Natural language region descriptions:
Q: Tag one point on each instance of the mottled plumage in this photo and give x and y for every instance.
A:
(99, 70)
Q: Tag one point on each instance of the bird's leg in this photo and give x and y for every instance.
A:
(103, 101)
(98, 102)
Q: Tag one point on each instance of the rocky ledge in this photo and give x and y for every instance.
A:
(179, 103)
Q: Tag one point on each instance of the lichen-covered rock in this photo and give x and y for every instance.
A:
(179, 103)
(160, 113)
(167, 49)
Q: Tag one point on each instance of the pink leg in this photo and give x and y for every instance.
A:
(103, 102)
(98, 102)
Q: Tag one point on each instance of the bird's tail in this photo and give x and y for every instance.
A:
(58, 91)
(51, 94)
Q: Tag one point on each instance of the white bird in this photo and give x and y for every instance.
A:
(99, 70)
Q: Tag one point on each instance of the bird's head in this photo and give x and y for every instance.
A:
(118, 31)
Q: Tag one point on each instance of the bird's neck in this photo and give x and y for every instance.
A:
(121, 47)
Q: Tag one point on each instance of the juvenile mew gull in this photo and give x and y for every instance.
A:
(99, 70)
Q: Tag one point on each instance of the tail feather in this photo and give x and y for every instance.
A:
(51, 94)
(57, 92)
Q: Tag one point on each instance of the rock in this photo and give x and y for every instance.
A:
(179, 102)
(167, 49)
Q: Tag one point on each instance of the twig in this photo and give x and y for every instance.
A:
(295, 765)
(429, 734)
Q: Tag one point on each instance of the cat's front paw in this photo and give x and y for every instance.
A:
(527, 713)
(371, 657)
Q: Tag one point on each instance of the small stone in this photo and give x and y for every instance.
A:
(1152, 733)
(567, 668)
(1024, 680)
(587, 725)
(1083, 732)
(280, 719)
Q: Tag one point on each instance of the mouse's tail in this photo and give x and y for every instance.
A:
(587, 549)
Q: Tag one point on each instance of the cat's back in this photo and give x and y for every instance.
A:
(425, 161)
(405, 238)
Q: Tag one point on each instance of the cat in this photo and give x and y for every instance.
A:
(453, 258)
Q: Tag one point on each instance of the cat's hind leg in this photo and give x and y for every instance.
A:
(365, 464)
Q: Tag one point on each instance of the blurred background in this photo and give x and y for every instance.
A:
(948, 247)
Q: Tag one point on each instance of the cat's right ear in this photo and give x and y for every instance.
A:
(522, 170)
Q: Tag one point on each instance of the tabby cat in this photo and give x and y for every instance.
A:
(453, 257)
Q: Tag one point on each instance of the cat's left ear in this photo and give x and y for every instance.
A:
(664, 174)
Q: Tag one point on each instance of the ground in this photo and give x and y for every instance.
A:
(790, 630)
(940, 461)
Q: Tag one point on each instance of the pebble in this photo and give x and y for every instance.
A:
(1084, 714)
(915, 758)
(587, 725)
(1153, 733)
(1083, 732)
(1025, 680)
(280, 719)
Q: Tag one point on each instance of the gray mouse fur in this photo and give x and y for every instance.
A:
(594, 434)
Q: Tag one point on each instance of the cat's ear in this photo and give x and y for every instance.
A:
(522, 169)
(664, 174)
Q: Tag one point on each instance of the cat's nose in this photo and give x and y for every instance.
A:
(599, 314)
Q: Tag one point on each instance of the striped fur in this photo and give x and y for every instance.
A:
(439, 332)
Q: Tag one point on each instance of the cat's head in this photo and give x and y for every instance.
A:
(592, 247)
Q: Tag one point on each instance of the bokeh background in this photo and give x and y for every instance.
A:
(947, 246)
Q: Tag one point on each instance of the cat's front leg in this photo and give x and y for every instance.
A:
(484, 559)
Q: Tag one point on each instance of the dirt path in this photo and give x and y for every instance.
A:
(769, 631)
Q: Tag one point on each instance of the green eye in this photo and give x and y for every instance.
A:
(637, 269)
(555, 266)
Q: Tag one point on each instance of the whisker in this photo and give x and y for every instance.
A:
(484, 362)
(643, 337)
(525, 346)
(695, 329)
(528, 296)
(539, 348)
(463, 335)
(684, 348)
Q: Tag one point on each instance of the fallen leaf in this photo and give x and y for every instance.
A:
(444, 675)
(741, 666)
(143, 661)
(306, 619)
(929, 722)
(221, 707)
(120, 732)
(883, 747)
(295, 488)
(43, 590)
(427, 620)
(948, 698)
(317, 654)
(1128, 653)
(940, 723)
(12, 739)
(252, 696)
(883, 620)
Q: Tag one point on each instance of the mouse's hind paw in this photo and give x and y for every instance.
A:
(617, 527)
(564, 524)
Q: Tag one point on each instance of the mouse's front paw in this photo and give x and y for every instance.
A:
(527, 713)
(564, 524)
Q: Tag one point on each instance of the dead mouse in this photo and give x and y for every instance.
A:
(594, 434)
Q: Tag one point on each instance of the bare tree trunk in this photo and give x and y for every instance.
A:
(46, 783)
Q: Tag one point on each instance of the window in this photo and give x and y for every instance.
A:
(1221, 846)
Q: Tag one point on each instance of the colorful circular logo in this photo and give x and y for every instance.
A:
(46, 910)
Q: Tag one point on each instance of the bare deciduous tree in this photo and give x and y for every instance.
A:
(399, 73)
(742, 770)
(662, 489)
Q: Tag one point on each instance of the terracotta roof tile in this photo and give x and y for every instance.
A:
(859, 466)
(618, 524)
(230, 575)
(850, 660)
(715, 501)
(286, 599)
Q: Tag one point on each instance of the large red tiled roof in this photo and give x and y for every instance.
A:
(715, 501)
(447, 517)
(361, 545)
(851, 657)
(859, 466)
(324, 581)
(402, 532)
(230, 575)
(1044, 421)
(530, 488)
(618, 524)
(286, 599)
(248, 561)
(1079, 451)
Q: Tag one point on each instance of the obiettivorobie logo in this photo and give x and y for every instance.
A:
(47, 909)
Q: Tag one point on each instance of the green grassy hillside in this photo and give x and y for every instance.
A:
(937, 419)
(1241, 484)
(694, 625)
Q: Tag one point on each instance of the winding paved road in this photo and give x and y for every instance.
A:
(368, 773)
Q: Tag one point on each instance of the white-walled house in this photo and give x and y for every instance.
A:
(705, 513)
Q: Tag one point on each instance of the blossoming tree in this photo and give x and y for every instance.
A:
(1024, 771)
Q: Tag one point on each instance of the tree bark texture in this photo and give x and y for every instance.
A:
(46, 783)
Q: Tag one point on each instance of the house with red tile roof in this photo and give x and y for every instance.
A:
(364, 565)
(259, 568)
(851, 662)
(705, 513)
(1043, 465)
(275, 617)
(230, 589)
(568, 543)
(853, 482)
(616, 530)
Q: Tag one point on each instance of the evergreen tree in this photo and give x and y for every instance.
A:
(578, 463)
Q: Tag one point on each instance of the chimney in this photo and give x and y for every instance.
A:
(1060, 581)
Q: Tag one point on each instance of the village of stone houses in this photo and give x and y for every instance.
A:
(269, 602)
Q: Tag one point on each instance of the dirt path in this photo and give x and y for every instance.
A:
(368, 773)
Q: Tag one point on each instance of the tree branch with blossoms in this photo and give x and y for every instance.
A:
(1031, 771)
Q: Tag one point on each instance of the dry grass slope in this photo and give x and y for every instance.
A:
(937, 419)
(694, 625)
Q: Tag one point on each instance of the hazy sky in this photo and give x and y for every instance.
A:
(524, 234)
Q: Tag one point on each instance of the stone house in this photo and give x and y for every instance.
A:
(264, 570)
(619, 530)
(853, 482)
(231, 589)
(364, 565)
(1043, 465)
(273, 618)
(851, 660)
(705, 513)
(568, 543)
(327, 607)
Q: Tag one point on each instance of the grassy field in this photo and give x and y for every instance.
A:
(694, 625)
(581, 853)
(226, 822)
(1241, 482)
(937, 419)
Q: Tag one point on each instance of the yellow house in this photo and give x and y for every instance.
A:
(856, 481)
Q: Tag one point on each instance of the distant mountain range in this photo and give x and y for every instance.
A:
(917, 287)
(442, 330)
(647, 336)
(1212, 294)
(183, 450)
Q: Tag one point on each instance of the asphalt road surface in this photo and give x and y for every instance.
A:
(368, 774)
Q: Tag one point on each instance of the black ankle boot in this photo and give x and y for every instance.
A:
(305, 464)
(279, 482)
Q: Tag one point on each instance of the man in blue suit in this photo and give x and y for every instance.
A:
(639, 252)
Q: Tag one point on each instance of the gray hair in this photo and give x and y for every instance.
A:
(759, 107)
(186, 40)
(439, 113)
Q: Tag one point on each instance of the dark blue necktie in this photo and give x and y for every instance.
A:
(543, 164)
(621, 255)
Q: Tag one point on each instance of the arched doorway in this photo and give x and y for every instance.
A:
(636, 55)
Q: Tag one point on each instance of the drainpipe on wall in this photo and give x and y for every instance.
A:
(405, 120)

Requirement: For this exercise, find all lines in the records containing the word "logo" and copy them.

Finished exercise:
Q: Tag one point on each instance of the colorful circular logo in this photo and give x and y for every instance.
Q: Tag one point on each instance of the obiettivorobie logo in this photo and give x and y for every instance.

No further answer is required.